Page extract ->
+++

Our house isn’t a democracy either, but it’s no kind of dictatorship. He’s absolutely right: the guy with the biggest gun is him, and more and more everything is a negotiation. That’s my experience anyway.
If your family is fairly normal, there are lots of interventions you could implement to change his behavior. 1) Positive reinforcement (“Here’s a dollar for brushing”) 2) Negative reinforcement (“You are free from other chores since you brushed”) 3) Positive punishment (SMACK) 4) Negative punishment (“No more video games for you.”)
There are reasonable considerations about the ratio of parental effort to child compliance. But if it was important enough, you could cause your child to brush if you wanted to.
That will just lead into meta-level negotiation. It’s not about whether or not the kid brushes their teeth at some point, but setting what costs the parents are willing to and expect to pay in order to gain compliance (and, of course, what costs the child is willing to and expects to pay in order to do what they please). Once you start bribing your kid into doing things, the obvious next step for an adversarial opponent is to not do anything unless bribed into it. Similarly, threatening and punishing them into compliance is going to result in a willingness-to-punish testing.

+++

What to work on ->
[a] According to the discussion of getting a child to brush their teeth, why would bribing the child into compliance backfire? Answer in one to three sentences.
[b] Carry on the discussion about getting a child to brush their teeth from the point where it stops.

+++

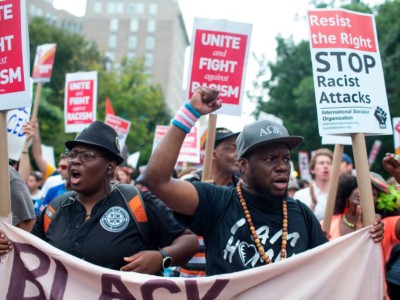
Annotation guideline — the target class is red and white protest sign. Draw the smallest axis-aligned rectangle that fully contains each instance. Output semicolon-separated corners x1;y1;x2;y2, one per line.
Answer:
187;19;252;116
32;44;57;82
64;71;97;132
104;114;131;149
308;9;392;136
0;0;31;110
393;117;400;154
152;125;200;164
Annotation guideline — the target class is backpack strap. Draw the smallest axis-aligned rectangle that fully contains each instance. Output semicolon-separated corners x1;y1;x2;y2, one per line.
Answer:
114;183;152;249
43;192;76;233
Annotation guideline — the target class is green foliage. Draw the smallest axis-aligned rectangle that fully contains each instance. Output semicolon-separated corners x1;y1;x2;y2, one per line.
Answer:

+++

Task answers ->
[a] Bribing backfires because an adversarial child will respond by refusing to do anything unless bribed. The argument then moves to a meta-level negotiation over what costs each side is willing to pay, so it is no longer about whether the teeth get brushed.

[b]
The last actually happened with me—I had some emotional hangups with schoolwork, and I procrastinated often. My parents were completely clueless though, and decided that the right course of action was to take away the things that I happened to procrastinate on until I “improved”. This did not go well for them—at some point I was down to just fiction books and homework, and I’d procrastinate by reading books, and they weren’t willing to take away books from me.
Really, I think that the control-your-kids is a pretty bad paradigm to operate in. I mean, to some extent, yeah, they’re better off if they brush their teeth. The meta-level skill of getting positive-value unpleasant tasks done is much more valuable, though—and if you make your kid do those things by negotiation, then you rob them of the chance to develop that skill on their own.
I’m sorry your parents were clueless. Just because there is some intervention that can get a child to change a behavior doesn’t mean that any intervention will work, or that the most obvious intervention will work. If one misunderstands the purpose of the behavior, then one is extremely likely to apply an intervention that won’t work.
I’m sorry you had difficulties growing up, but that isn’t an argument against behavioral interventions.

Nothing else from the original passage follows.